Tout a déboulé, chirurgie, chimio, radio. Elle parlait beaucoup avec Jolyane. « Elle avait deux mois d’avance sur moi, on se parlait de ce qu’on vivait. »

Elles ont même pris un égoportrait, grand sourire, pas un cheveu sur le caillou.

Mais, à l’automne 2013, alors que Martine recommence à conjuguer sa vie au futur, Jolyane doit le faire au passé. Le cancer est revenu, métastases, elle doit faire ses adieux à son amoureux, à ses deux enfants, à tous ses amis. « Je me sentais intrus. Elle voulait que je lui raconte mes projets, même à la fin. Je n’étais pas capable… »

Martine avait la tête pleine de projets, suivre des cours de plongée avec son chum, reconstruire son sein perdu, travailler. Martine adore travailler, elle avait un boulot de jour au CHUL, un autre le soir, comme serveuse aux Trois Brasseurs.

Elle est comme ça, Martine.

Elle est aussi du genre à trouver des excuses pour ne pas aller à l’hôpital. « Après la reconstruction de mon sein, je sentais comme une pression à la poitrine, je me disais que ça devait être normal. »

▸ Enregistrements:
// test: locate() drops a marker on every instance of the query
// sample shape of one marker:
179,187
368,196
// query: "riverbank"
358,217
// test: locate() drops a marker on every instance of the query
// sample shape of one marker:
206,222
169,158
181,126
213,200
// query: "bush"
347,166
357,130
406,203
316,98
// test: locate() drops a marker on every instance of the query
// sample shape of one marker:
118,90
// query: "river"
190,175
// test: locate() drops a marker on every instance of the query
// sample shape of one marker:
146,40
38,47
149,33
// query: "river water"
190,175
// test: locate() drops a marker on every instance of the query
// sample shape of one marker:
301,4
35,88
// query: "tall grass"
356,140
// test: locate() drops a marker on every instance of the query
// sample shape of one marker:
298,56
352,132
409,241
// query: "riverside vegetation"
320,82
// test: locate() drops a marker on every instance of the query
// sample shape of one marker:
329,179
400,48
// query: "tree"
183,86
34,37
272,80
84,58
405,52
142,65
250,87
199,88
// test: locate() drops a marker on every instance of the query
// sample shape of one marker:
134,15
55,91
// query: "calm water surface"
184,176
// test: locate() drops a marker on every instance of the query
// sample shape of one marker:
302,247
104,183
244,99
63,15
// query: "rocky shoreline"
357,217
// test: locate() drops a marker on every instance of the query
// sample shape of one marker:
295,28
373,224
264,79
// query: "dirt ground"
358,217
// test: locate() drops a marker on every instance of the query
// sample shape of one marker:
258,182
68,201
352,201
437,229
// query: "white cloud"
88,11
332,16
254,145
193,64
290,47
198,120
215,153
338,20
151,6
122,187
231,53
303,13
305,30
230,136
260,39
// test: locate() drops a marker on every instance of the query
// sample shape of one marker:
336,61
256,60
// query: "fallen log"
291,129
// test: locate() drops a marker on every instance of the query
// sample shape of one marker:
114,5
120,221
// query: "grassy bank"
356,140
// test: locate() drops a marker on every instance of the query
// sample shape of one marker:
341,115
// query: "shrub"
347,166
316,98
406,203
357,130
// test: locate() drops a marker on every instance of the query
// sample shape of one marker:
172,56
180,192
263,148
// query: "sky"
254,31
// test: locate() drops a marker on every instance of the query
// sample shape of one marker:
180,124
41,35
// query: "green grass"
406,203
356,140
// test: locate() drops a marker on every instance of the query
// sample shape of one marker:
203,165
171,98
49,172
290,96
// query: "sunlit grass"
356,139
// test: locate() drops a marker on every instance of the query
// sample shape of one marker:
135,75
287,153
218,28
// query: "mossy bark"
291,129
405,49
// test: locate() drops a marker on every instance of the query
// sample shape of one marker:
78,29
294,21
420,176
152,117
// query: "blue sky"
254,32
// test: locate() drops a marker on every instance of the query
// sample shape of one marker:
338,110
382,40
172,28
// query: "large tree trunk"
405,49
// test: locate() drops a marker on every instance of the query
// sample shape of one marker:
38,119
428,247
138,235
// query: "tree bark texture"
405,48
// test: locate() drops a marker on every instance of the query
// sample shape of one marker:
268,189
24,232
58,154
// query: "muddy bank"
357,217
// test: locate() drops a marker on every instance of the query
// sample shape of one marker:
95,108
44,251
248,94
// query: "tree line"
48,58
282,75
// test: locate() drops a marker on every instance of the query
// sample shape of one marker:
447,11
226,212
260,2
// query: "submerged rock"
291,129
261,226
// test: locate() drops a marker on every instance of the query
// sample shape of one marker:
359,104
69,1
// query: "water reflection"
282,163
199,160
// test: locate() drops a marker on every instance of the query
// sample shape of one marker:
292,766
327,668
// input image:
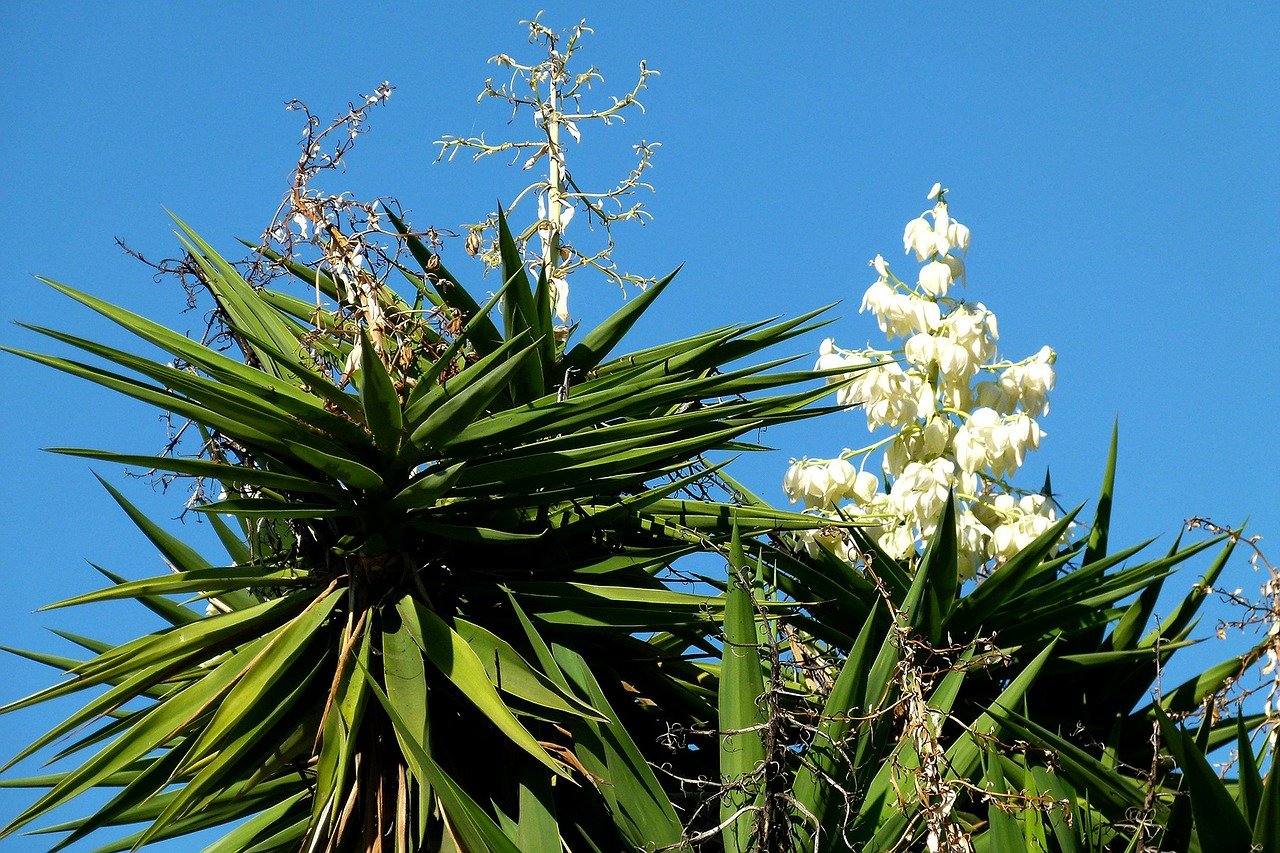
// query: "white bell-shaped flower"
935,278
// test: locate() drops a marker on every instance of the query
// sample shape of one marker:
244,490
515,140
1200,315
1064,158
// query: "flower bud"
935,278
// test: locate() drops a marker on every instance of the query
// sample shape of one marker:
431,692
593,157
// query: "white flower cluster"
963,419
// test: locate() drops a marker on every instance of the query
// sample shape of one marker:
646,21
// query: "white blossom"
935,278
922,491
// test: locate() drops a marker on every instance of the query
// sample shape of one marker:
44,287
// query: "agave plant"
442,621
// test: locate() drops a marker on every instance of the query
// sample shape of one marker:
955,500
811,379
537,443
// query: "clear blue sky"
1118,165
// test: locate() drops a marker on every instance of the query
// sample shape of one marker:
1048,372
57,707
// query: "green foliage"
447,619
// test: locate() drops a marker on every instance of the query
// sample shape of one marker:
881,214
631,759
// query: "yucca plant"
896,707
442,623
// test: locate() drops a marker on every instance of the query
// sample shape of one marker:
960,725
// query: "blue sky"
1116,164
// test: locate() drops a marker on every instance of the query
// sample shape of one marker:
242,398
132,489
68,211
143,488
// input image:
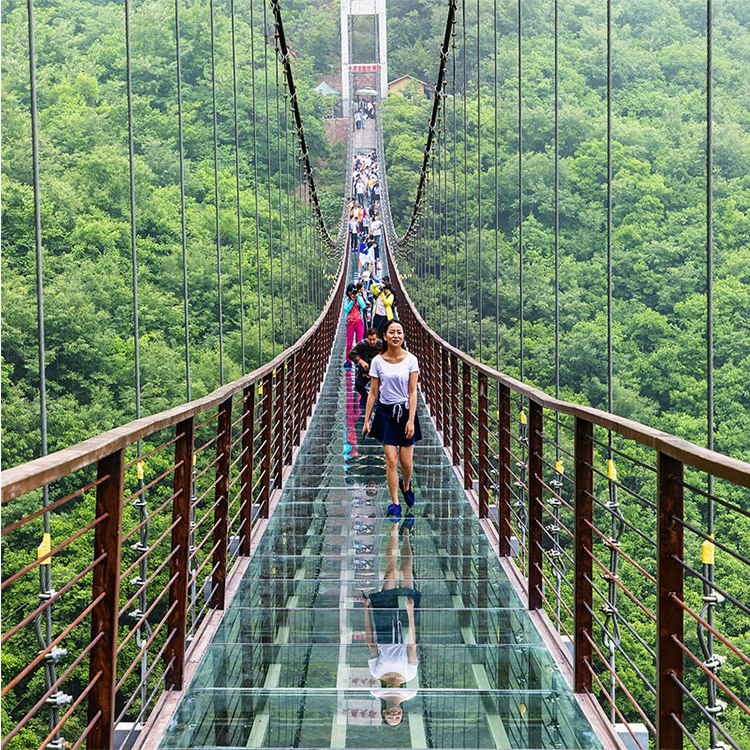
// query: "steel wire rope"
465,206
612,635
455,185
278,181
237,183
216,193
497,198
183,215
479,193
271,290
705,636
520,196
255,174
141,502
45,570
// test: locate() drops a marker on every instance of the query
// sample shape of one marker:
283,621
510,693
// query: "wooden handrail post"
669,613
503,458
248,468
291,414
278,429
466,377
446,392
106,583
437,363
221,512
455,410
583,575
483,441
266,438
536,520
180,563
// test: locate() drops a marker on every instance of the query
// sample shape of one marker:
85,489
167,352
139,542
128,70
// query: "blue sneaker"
407,523
393,513
408,495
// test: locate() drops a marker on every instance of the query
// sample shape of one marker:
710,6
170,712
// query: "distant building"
410,87
330,87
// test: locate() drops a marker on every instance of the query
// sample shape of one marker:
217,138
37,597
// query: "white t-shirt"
394,378
393,657
403,693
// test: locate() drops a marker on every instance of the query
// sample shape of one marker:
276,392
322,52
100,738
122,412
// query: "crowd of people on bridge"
386,382
387,373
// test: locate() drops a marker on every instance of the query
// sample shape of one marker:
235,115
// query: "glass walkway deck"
288,666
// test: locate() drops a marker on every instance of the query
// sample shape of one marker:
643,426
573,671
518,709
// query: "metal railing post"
266,438
536,520
278,429
106,588
180,564
437,363
446,392
221,512
291,414
504,475
483,443
248,468
669,613
584,517
455,411
466,377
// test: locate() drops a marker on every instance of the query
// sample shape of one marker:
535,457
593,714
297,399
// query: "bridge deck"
288,666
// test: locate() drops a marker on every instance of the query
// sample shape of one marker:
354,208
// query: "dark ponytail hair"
386,346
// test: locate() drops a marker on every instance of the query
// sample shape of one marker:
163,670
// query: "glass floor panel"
289,665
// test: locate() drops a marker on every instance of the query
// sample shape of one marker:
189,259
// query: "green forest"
658,245
659,222
85,213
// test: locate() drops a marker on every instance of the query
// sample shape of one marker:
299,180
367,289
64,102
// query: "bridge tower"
350,9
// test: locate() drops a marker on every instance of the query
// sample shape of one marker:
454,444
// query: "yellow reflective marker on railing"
44,549
707,552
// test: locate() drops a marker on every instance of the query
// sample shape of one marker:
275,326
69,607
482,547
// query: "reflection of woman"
390,628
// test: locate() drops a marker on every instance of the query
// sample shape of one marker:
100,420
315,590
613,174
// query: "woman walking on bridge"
393,377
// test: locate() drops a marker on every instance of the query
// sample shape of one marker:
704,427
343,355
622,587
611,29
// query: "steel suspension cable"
237,183
183,216
141,501
520,196
705,636
278,183
497,198
455,186
479,192
45,570
272,290
216,194
465,207
256,186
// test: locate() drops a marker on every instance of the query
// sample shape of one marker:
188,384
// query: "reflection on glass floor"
290,665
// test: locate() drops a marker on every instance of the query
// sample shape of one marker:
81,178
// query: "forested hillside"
85,204
659,239
659,203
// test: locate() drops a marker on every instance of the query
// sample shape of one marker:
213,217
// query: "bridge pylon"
350,9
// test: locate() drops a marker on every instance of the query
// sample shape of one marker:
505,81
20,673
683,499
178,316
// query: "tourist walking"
355,308
393,380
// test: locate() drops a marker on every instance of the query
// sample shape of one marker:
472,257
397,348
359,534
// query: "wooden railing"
615,538
207,469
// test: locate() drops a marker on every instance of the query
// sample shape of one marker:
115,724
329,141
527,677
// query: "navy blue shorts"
387,615
389,425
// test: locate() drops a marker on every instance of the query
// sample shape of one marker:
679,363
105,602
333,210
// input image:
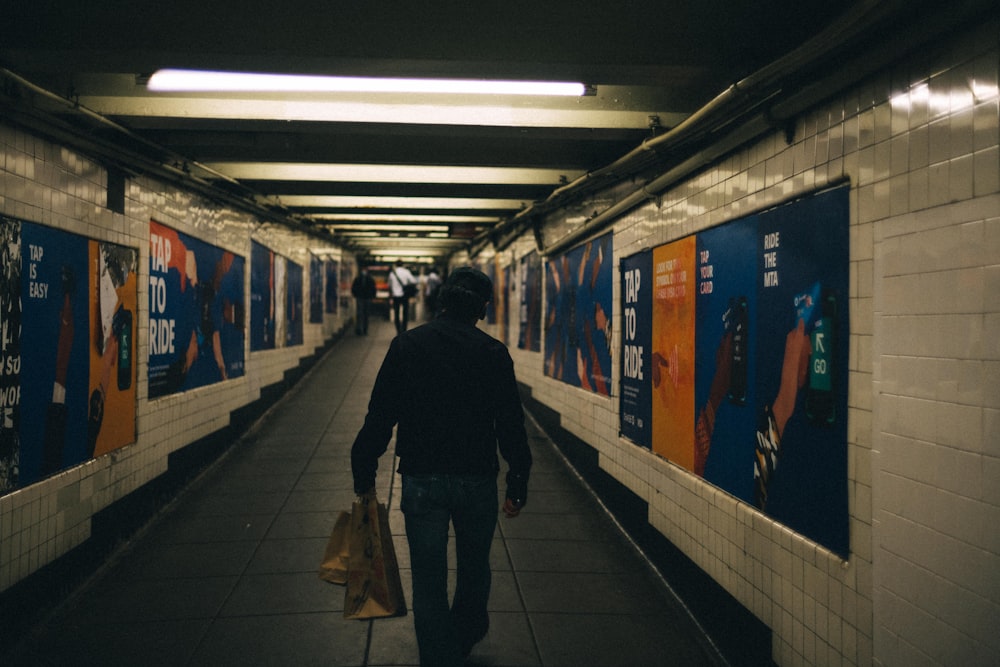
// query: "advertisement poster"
197,312
316,295
749,360
70,394
725,395
500,295
490,269
672,357
346,279
262,298
578,293
637,322
293,305
530,335
800,461
331,295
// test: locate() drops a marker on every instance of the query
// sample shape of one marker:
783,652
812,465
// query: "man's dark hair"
465,292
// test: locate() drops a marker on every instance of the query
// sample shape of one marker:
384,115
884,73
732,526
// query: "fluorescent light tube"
176,80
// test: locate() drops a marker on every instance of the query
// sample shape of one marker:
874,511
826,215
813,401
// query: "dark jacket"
451,390
363,286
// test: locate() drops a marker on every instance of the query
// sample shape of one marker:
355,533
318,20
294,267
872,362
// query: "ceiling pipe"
139,163
763,88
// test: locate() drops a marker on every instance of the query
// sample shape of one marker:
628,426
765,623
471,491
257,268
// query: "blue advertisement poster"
800,461
68,391
197,312
725,394
263,325
293,304
530,336
637,324
578,294
54,377
767,384
332,285
315,289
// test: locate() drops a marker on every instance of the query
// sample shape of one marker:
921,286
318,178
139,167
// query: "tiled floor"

▸ Action demandée A:
Réécrivez l'extrait sur Martine en commençant aux mots "Tout a déboulé, chirurgie, chimio, radio." et en vous arrêtant après "serveuse aux Trois Brasseurs.". Remplacez partout "Jolyane" par "son amie".
▸ Action demandée B:
Répondez aux questions suivantes d'après l'extrait sur Martine.
(i) Combien de mois d'avance Jolyane avait-elle sur Martine ?
(ii) À quel moment le cancer de Jolyane est-il revenu ?
(iii) Quel emploi Martine occupait-elle le soir, et où ?
▸ Action demandée C:
Poursuivez l'extrait sur Martine à partir de sa dernière phrase.

▸ Espace réponse A:
Tout a déboulé, chirurgie, chimio, radio. Elle parlait beaucoup avec son amie. « Elle avait deux mois d’avance sur moi, on se parlait de ce qu’on vivait. »

Elles ont même pris un égoportrait, grand sourire, pas un cheveu sur le caillou.

Mais, à l’automne 2013, alors que Martine recommence à conjuguer sa vie au futur, son amie doit le faire au passé. Le cancer est revenu, métastases, elle doit faire ses adieux à son amoureux, à ses deux enfants, à tous ses amis. « Je me sentais intrus. Elle voulait que je lui raconte mes projets, même à la fin. Je n’étais pas capable… »

Martine avait la tête pleine de projets, suivre des cours de plongée avec son chum, reconstruire son sein perdu, travailler. Martine adore travailler, elle avait un boulot de jour au CHUL, un autre le soir, comme serveuse aux Trois Brasseurs.

▸ Espace réponse B:
(i) Deux mois.
(ii) À l'automne 2013.
(iii) Elle était serveuse aux Trois Brasseurs.

▸ Espace réponse C:
Même chose quand elle avait le souffle court. « J’avais recommencé à m’entraîner, je me disais que j’avais fait un faux mouvement. »

Le 29 février, le souffle lui a coupé net, en sortant du boulot. « Je me suis rendue à l’hôpital, ils m’ont branchée sur une machine, ils m’ont dit que mon cœur n’était pas normal. Je leur ai demandé si c’étaient les poumons, j’ai tout de suite pensé à Jolyane, le cancer était revenu dans ses poumons. »

Les poumons de Martine étaient beaux.

C’était la bonne nouvelle. « La mauvaise nouvelle, c’est qu’il y avait des métastases au foie et aux os. » C’était le 8 mars, la Journée de la femme. « On a eu les résultats, cancer stade IV, le dernier. Au foie, il y a une lésion de quatre centimètres sur quatre centimètres, les os sont très atteints. »

Elle a eu l’heure juste. « Le médecin m’a dit : “Tu ne guériras pas.” Il ne pouvait pas me dire il me reste combien de temps à vivre. »

Martine a 34 ans.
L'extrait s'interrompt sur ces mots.